* begin SUPPLIED MATERIAL *
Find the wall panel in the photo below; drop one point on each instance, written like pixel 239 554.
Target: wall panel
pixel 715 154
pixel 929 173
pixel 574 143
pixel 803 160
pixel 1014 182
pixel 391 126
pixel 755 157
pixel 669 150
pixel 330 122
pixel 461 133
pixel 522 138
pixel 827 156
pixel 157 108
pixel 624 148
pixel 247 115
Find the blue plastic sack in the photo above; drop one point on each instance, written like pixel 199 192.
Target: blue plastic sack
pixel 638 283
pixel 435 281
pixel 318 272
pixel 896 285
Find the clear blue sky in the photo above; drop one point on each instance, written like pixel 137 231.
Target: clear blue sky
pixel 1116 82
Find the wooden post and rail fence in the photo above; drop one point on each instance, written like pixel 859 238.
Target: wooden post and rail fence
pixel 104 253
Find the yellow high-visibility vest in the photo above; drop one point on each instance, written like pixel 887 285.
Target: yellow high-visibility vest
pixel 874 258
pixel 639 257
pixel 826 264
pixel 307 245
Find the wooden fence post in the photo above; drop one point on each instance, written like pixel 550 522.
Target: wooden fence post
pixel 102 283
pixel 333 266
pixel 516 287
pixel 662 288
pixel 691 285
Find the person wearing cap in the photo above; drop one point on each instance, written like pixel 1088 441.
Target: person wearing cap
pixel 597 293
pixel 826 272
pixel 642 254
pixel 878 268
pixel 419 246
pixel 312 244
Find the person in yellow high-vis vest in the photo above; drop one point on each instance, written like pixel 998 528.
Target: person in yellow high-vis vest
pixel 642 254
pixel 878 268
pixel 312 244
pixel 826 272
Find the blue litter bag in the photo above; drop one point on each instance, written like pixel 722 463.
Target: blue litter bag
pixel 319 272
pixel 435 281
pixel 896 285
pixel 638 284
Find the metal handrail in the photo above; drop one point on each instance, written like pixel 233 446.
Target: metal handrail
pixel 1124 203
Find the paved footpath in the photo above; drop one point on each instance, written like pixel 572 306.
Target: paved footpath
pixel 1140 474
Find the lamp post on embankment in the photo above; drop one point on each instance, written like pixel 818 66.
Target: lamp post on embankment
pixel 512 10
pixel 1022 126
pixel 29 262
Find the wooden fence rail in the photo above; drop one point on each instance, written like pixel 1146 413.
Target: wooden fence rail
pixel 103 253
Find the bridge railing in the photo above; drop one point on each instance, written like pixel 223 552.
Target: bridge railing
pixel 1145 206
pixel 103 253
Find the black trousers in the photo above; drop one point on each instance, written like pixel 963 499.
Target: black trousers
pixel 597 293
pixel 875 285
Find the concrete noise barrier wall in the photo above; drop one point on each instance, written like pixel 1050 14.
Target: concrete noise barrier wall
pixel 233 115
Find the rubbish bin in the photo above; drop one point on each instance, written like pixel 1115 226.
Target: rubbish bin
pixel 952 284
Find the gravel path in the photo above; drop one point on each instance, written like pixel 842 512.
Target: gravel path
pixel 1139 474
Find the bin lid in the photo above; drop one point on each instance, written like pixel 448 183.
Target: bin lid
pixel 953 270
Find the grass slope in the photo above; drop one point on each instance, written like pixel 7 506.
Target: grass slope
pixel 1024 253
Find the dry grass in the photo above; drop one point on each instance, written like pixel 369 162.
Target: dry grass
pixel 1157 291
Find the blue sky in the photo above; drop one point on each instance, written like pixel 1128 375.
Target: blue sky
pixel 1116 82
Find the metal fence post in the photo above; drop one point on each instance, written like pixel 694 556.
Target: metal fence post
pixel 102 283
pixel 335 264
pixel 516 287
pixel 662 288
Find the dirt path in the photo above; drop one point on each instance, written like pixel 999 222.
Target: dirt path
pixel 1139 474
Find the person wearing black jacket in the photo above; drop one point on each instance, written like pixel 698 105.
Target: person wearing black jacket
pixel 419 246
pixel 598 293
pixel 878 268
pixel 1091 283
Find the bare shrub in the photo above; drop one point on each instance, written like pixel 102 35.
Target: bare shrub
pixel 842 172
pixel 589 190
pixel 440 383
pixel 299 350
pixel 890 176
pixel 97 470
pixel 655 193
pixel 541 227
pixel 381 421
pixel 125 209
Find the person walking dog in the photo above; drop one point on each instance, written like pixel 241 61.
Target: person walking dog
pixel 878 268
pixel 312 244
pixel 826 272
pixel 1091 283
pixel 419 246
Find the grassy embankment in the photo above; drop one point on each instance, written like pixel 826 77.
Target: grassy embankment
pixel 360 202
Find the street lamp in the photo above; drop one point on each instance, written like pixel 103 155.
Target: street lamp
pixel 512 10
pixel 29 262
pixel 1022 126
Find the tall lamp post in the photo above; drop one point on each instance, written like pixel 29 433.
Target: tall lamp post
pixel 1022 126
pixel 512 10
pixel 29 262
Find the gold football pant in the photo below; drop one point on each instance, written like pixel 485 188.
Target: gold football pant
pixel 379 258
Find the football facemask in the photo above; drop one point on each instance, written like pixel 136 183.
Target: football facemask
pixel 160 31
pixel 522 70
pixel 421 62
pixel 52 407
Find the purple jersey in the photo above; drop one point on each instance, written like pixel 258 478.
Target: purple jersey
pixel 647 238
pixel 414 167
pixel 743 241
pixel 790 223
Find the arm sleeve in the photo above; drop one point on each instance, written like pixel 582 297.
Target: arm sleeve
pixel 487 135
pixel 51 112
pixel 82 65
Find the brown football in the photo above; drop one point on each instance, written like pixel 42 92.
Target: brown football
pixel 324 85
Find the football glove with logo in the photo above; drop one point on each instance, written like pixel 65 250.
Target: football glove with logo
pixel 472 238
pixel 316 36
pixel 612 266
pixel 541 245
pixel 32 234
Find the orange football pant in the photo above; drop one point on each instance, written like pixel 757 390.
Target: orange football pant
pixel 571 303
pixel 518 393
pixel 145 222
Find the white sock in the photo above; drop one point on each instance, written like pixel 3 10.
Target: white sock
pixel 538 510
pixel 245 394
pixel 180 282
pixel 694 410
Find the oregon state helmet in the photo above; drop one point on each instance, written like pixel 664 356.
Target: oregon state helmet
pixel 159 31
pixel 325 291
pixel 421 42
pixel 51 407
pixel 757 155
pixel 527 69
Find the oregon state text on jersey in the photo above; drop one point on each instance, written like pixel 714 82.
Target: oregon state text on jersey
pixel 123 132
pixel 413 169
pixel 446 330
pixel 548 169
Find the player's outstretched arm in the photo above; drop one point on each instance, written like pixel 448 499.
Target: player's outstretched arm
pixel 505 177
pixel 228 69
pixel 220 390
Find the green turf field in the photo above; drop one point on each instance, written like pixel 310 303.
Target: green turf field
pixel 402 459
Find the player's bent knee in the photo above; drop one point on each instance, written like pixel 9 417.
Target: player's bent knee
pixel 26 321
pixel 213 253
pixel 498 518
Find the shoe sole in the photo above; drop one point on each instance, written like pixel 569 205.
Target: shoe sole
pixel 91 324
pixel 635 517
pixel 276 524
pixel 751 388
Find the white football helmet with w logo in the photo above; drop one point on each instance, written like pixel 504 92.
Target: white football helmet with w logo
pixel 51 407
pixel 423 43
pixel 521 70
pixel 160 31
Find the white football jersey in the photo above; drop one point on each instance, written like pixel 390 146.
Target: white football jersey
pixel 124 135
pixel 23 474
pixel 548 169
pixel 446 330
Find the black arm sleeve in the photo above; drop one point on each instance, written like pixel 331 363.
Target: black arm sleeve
* end SUPPLIED MATERIAL *
_THE PROBLEM_
Could you give the listing above again, swapping each "drop one point" for "place a single point" and leaving everything else unchanged?

_OUTPUT_
Find the wall panel in the photo below; place a single point on each instance, written like pixel 239 554.
Target: wall panel
pixel 715 154
pixel 929 173
pixel 574 143
pixel 803 160
pixel 1014 182
pixel 391 126
pixel 755 157
pixel 669 150
pixel 330 122
pixel 461 133
pixel 522 138
pixel 827 156
pixel 157 108
pixel 624 148
pixel 247 115
Find the blue plastic sack in the photo above; place a single point on each instance, written like pixel 199 192.
Target: blue plastic sack
pixel 638 283
pixel 435 281
pixel 318 272
pixel 896 285
Find the clear blue sky in the photo above; place a single point on each instance, written like pixel 137 231.
Target: clear blue sky
pixel 1116 82
Find the wooden post and rail fence in the photo above; place a single point on each instance, written like pixel 859 238.
Target: wooden post and rail fence
pixel 104 253
Find the yellow high-visibility vest in the photo above; place a single point on each instance, written like pixel 887 285.
Target: yellow high-visibility vest
pixel 874 258
pixel 639 257
pixel 826 264
pixel 307 245
Find the wooden fence post in the photo above; place a single point on each instance, written like pixel 550 522.
Target: wooden fence post
pixel 102 283
pixel 333 266
pixel 516 287
pixel 662 288
pixel 691 285
Find the person wearing cap in the photo above; place a single point on each instance, written like pixel 1088 441.
Target: person wearing cap
pixel 597 293
pixel 826 272
pixel 642 254
pixel 878 268
pixel 419 246
pixel 312 244
Find the person in yellow high-vis vest in the photo above; place a single point on each instance, written like pixel 998 528.
Target: person in yellow high-vis vest
pixel 642 254
pixel 878 268
pixel 312 244
pixel 826 272
Find the blue litter bag in the photo above; place a single point on each instance, written like pixel 722 463.
Target: blue litter bag
pixel 319 272
pixel 435 281
pixel 896 285
pixel 638 284
Find the metal handrail in the photo above; place a single point on each instance, written like pixel 233 446.
Target: metal handrail
pixel 1124 203
Find the paved footpath in the photo above; place a single point on each instance, written like pixel 572 306.
Target: paved footpath
pixel 1140 474
Find the lamp post on embankment in the photo above; place a single point on each instance, written like pixel 818 66.
Target: lamp post on embankment
pixel 512 10
pixel 1022 126
pixel 29 262
Find the wooden fence rail in the photo above; place a single point on each instance, written like pixel 1146 413.
Target: wooden fence rail
pixel 103 253
Find the bridge railing in the photo above; place a single point on each instance, written like pixel 223 552.
Target: bridge railing
pixel 1145 206
pixel 103 253
Find the black trousers in the photo above; place a single point on each instance, written like pixel 963 499.
Target: black trousers
pixel 597 293
pixel 875 285
Find the concrete noise barrier wall in the photo above; place a single point on each instance, written like pixel 1050 14.
Target: concrete noise barrier wall
pixel 233 115
Find the rubbish bin in the photo above; place a single point on each instance, written like pixel 1115 226.
Target: rubbish bin
pixel 952 284
Find the gravel path in the photo above; place a single point on each instance, written like pixel 842 512.
Target: gravel path
pixel 1139 474
Find the bin lid in the photo above; place a single point on each instance, written like pixel 448 183.
Target: bin lid
pixel 953 270
Find the grass slope in the photo above; place a single point on each instance, written like pixel 7 506.
Target: grass slope
pixel 1024 253
Find the dry grass in the photo above; place a single point on each instance, written like pixel 369 162.
Target: dry grass
pixel 1157 291
Find the blue sky in the photo above; place a single point on each instance, written like pixel 1128 375.
Target: blue sky
pixel 1116 82
Find the metal fence post in the photo above; place a single point on each instance, written like pixel 694 556.
Target: metal fence post
pixel 102 283
pixel 335 264
pixel 516 287
pixel 662 288
Find the dirt path in the photo above; place a single point on each instance, written like pixel 999 222.
Target: dirt path
pixel 1139 474
Find the person wearing black jacket in the photo above; place a single point on each instance, written like pixel 698 105.
Target: person wearing black jacket
pixel 419 246
pixel 598 293
pixel 878 268
pixel 1091 283
Find the bare shrub in the photo above; place a single point on each instance, written like pixel 102 35.
Target: bare shrub
pixel 842 172
pixel 589 190
pixel 440 383
pixel 299 350
pixel 890 176
pixel 97 470
pixel 655 193
pixel 541 227
pixel 381 421
pixel 125 209
Find the person walking dog in the photo above; place a single point on each instance, written like pixel 241 61.
Target: person walking dog
pixel 878 268
pixel 312 244
pixel 826 272
pixel 1091 283
pixel 419 246
Find the grassy embankment in the photo above; place a single point on each instance, written like pixel 826 77.
Target: grassy embankment
pixel 360 202
Find the street lamp in the photo above; place a single point on each instance, written like pixel 103 155.
Target: street lamp
pixel 512 10
pixel 29 262
pixel 1022 126
Find the tall lamp post in the photo above; place a single point on each instance, written like pixel 29 433.
Target: tall lamp post
pixel 1022 126
pixel 512 10
pixel 29 262
Find the gold football pant in the photo below; place a single point on each instance, written like pixel 485 188.
Target: gold football pant
pixel 379 258
Find the football facemask in the photo above; place a single point on each instance, written like pixel 136 183.
Target: football facemask
pixel 160 31
pixel 522 70
pixel 421 62
pixel 52 407
Find the purple jersey in the photo above; place a single point on each instance, written like pixel 258 478.
Target: purple jersey
pixel 647 238
pixel 414 167
pixel 743 241
pixel 790 223
Find the arm sleeve in the photo above; place a single point on each instance, written like pixel 582 297.
Target: arm sleeve
pixel 487 135
pixel 51 112
pixel 82 65
Find the brown football in the photo above; place a single point on each instance, written like pixel 42 92.
Target: brown football
pixel 324 85
Find the football glove with logo in the photo above; place a single point on each instance, written like pixel 65 250.
Target: football glove with logo
pixel 472 238
pixel 316 36
pixel 612 266
pixel 541 245
pixel 32 234
Find the orange football pant in the photo above; place a single point on each instance, written like pixel 757 390.
Target: orange football pant
pixel 571 303
pixel 518 393
pixel 145 222
Find the white sock in the photo above; place a single point on each instance, written like pixel 3 10.
Target: white sock
pixel 538 510
pixel 245 394
pixel 180 282
pixel 694 410
Find the oregon state helmet in the photo above; place a single point on each instance, written like pixel 664 356.
Target: oregon state helmet
pixel 159 31
pixel 325 291
pixel 421 42
pixel 51 407
pixel 757 155
pixel 527 69
Find the oregon state text on jersey in the photo above; place a single point on each instance, written like pixel 714 82.
Target: oregon state text on jersey
pixel 123 132
pixel 413 169
pixel 446 330
pixel 548 169
Find the player's outstretched arm in the photo above; place a single point on each instance, written like pixel 448 499.
Target: player's outstretched arm
pixel 505 177
pixel 228 69
pixel 220 390
Find the green turf field in the photo above; place a single point on each instance, written like pixel 310 303.
Target: green turf field
pixel 402 459
Find the player's bent knee in the photo above; place a single point on each instance, written like pixel 9 417.
Target: player's bent knee
pixel 26 321
pixel 213 253
pixel 498 518
Find the shoe sole in the photo above; place a single point on each instance, written like pixel 569 205.
Target: shoe sole
pixel 91 324
pixel 635 517
pixel 276 524
pixel 751 388
Find the white football helmet with w logo in the photo above; place a single point on each instance, written like pixel 504 92.
Target: white football helmet with w logo
pixel 51 407
pixel 423 43
pixel 521 70
pixel 160 31
Find the white football jersey in the photo above; place a single point on each instance, written like pixel 390 146.
Target: white football jersey
pixel 124 135
pixel 23 474
pixel 548 169
pixel 446 330
Find the black arm sleeve in the photo above; place a single point on each instance, written like pixel 331 363.
Target: black arm sleeve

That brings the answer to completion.